======== Provided passage ========
If you are new to Anatomy Trains, take a look at our webpage here to help guide you with where to start!

Can I get CE credit for an Anatomy Trains workshop?

Anatomy Trains workshops for manual therapists are approved for CE credit by NCBTMB. Anatomy Trains courses for movement therapists are approved by National Pilates Certification Program (NPCP), the National Academy of Sports Medicine (NASM) and NCBTMB.

Can I get CE credit for the On Demand Learning videos?

Most On Demand Learning videos are approved for Continuing Education (CE) credits. Each video will indicate how many CEs it is approved for on the listing.

How can I get CE credit from other boards?

If you are able to petition for outside credits with your board, Anatomy Trains can provide course information including a detailed outline with learning objectives and a curriculum breakdown upon request.

On Demand Learning Videos

How do I watch an On Demand Learning video?
======== Provided records ========
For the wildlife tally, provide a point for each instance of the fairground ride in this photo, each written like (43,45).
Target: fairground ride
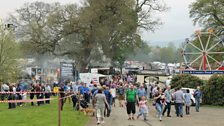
(205,51)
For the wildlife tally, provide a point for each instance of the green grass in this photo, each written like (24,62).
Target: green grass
(44,115)
(212,106)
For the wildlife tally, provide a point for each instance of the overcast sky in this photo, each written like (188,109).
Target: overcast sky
(177,24)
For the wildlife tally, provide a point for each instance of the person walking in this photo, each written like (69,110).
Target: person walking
(143,108)
(141,92)
(121,92)
(38,93)
(108,95)
(159,101)
(32,90)
(187,100)
(131,97)
(113,93)
(179,99)
(47,93)
(168,97)
(12,96)
(100,99)
(197,96)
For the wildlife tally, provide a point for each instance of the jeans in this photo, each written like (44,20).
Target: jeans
(159,108)
(197,104)
(167,107)
(179,109)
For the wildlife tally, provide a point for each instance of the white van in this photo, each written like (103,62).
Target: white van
(191,92)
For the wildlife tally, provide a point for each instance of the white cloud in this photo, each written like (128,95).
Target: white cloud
(177,24)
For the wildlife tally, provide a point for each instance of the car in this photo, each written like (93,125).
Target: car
(185,91)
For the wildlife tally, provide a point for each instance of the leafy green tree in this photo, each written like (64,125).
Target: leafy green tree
(208,13)
(9,55)
(85,33)
(142,53)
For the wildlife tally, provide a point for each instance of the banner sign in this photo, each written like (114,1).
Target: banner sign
(202,72)
(66,70)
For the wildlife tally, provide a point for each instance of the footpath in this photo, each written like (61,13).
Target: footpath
(119,117)
(208,116)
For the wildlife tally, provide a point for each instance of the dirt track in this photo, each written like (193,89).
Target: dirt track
(206,117)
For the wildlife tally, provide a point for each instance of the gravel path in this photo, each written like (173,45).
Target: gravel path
(206,117)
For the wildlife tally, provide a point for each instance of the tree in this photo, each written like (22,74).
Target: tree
(85,33)
(9,55)
(208,13)
(142,53)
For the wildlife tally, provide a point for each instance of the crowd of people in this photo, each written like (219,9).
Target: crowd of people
(101,97)
(20,92)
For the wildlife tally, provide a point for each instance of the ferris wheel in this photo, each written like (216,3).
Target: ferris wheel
(204,52)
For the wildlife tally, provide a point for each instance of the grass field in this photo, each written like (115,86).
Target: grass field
(44,115)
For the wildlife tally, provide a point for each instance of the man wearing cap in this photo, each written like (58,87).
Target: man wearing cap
(131,97)
(141,92)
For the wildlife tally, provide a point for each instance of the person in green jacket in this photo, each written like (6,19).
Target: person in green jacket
(131,97)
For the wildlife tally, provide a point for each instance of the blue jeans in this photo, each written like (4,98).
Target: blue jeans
(179,109)
(197,104)
(159,108)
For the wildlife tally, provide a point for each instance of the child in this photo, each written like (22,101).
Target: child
(143,108)
(187,100)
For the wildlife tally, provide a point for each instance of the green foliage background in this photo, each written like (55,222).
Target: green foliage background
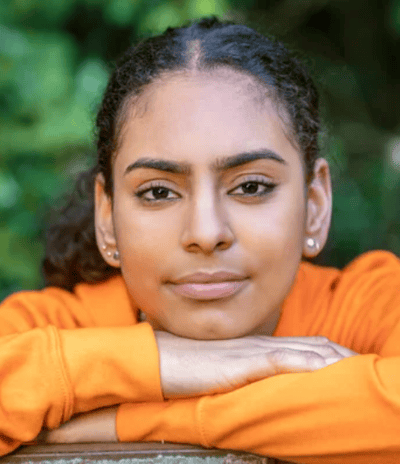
(54,63)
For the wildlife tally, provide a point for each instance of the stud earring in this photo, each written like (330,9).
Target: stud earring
(313,244)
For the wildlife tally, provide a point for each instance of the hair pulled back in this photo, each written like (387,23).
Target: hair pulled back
(72,255)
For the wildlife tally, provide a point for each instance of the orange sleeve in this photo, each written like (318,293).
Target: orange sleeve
(55,361)
(345,413)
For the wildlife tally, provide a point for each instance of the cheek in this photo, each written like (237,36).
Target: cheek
(275,227)
(144,238)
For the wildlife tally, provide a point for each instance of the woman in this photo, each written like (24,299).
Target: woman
(208,192)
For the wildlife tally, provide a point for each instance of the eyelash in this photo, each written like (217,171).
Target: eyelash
(268,188)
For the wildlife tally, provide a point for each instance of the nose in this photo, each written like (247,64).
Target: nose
(206,227)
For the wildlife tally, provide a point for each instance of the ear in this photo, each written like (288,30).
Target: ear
(104,223)
(319,210)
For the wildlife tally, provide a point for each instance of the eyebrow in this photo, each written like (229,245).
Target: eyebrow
(221,164)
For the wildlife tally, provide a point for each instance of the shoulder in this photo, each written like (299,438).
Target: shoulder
(358,306)
(373,266)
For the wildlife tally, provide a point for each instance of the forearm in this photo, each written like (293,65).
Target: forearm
(48,375)
(348,412)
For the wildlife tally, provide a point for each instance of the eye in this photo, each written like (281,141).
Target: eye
(254,188)
(156,193)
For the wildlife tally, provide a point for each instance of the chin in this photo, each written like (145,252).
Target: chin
(211,331)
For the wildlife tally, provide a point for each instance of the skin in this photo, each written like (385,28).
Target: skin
(208,222)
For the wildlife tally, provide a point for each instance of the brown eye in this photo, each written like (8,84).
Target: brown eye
(253,188)
(156,194)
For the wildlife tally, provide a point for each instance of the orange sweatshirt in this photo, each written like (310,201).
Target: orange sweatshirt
(63,353)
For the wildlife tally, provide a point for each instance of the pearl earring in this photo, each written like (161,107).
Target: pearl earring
(311,243)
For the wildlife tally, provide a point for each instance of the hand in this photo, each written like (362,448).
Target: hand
(197,367)
(95,426)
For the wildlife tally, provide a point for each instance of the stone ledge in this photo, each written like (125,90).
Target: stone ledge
(129,453)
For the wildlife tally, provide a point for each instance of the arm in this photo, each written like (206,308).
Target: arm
(51,368)
(347,413)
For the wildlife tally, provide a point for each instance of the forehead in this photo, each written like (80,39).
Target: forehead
(197,116)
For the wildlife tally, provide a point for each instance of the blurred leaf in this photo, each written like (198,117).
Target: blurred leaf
(394,16)
(199,8)
(121,12)
(158,19)
(9,191)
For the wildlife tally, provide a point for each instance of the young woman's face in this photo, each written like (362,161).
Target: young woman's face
(209,207)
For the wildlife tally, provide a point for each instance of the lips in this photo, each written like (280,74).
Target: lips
(205,286)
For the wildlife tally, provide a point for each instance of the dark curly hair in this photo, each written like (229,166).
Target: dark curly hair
(72,255)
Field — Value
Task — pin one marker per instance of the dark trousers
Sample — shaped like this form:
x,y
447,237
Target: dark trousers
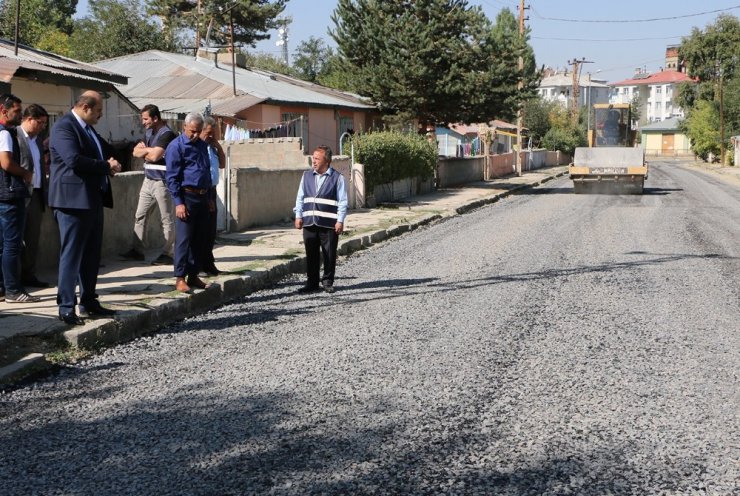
x,y
191,236
81,237
321,243
12,217
208,261
31,234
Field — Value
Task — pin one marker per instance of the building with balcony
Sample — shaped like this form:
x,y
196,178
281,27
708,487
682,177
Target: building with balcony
x,y
558,86
655,94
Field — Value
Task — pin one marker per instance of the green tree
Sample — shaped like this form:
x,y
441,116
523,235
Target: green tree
x,y
270,63
712,56
114,28
55,41
252,18
702,128
38,17
566,139
311,57
537,112
438,61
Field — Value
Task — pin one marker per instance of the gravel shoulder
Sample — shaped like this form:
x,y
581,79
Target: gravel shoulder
x,y
548,344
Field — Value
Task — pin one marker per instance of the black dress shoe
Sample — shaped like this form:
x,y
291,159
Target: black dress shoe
x,y
212,271
96,310
70,318
34,282
308,289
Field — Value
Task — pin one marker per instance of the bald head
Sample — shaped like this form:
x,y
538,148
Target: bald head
x,y
89,107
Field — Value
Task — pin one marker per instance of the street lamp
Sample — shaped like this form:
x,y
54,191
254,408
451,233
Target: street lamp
x,y
230,10
588,104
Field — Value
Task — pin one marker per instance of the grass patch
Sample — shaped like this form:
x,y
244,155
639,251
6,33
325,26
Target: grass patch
x,y
290,254
68,354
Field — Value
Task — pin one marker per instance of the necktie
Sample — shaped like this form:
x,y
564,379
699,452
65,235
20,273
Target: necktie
x,y
95,141
104,181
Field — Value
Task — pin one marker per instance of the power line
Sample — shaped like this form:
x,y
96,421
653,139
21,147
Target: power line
x,y
559,19
605,40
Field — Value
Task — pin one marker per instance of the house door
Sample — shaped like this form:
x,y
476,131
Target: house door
x,y
667,147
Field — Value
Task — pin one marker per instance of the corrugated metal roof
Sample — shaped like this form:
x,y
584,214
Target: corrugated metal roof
x,y
663,77
567,80
171,77
32,59
670,124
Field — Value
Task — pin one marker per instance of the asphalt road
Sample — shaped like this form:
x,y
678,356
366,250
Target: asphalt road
x,y
551,343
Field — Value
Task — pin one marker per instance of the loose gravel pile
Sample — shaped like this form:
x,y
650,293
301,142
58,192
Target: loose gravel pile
x,y
550,344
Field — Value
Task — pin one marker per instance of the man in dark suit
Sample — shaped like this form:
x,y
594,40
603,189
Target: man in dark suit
x,y
35,120
79,188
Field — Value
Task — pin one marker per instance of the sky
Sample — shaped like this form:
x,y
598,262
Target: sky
x,y
632,38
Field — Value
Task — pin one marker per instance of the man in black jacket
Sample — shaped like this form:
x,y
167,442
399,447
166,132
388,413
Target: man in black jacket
x,y
35,120
14,181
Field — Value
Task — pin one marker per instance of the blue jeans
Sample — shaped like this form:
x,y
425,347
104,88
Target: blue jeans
x,y
12,221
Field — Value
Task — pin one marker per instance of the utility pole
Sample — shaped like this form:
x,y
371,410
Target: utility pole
x,y
520,85
17,24
721,121
576,91
283,36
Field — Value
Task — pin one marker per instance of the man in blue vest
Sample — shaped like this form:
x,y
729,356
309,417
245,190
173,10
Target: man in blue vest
x,y
153,189
320,210
14,181
189,182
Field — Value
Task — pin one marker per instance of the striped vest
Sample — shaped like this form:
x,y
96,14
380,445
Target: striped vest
x,y
155,170
320,207
12,187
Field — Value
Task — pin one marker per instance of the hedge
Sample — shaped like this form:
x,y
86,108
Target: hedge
x,y
389,156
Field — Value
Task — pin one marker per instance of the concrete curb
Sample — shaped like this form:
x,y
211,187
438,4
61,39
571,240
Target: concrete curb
x,y
171,307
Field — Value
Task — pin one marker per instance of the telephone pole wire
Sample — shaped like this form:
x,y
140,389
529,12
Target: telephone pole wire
x,y
520,85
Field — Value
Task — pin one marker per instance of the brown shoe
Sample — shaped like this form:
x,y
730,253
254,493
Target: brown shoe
x,y
181,285
195,282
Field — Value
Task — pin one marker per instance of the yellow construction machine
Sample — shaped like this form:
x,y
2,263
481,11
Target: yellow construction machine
x,y
611,163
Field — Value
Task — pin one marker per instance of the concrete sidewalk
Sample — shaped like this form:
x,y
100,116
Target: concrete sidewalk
x,y
145,298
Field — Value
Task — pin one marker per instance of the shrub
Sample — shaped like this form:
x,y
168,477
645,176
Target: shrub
x,y
389,156
564,139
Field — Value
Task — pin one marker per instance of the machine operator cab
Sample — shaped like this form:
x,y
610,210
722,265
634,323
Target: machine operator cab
x,y
611,126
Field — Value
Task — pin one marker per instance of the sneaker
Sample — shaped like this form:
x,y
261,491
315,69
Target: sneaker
x,y
163,259
21,297
133,255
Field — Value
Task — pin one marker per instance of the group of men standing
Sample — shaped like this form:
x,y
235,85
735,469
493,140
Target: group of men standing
x,y
181,174
80,164
23,187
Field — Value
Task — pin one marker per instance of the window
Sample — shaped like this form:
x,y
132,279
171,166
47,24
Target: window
x,y
297,124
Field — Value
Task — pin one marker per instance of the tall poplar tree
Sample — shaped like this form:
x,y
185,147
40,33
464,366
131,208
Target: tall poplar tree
x,y
438,61
252,18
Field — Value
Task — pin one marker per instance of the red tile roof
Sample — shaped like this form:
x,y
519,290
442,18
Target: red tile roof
x,y
663,77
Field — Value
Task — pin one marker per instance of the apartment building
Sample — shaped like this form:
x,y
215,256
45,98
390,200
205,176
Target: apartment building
x,y
655,93
557,85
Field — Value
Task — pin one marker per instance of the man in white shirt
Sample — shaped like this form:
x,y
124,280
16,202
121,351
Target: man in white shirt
x,y
14,181
35,120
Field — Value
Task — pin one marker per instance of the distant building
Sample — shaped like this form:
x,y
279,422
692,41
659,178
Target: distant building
x,y
656,94
266,104
664,138
558,86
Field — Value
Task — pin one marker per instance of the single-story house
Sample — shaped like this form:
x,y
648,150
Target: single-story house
x,y
250,103
464,140
665,138
55,82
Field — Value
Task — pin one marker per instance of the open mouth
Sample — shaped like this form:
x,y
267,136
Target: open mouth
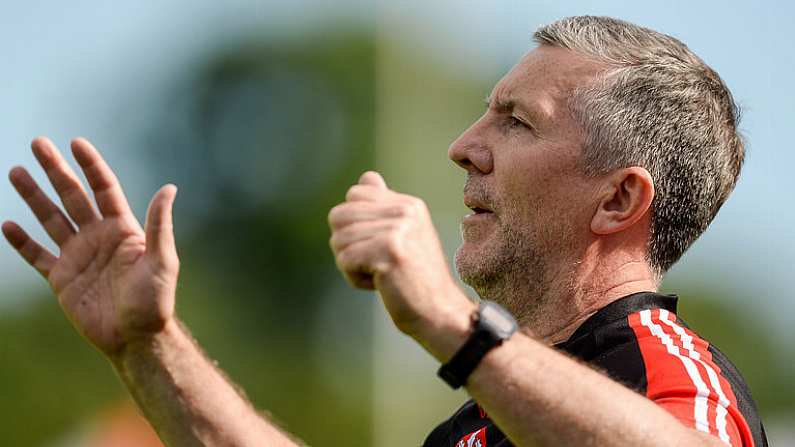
========
- [Brief 1]: According to the Anatomy Trains FAQ, which organization approves Anatomy Trains workshops for manual therapists for CE credit?
- [Brief 2]: Please echo part of the Anatomy Trains FAQ word for word, starting at the words "Anatomy Trains workshops" and ending after "(NASM) and NCBTMB.".
These rows come from a separate source, not from the Anatomy Trains FAQ.

- [Expected output 1]: NCBTMB

- [Expected output 2]:
Anatomy Trains workshops for manual therapists are approved for CE credit by NCBTMB. Anatomy Trains courses for movement therapists are approved by National Pilates Certification Program (NPCP), the National Academy of Sports Medicine (NASM) and NCBTMB.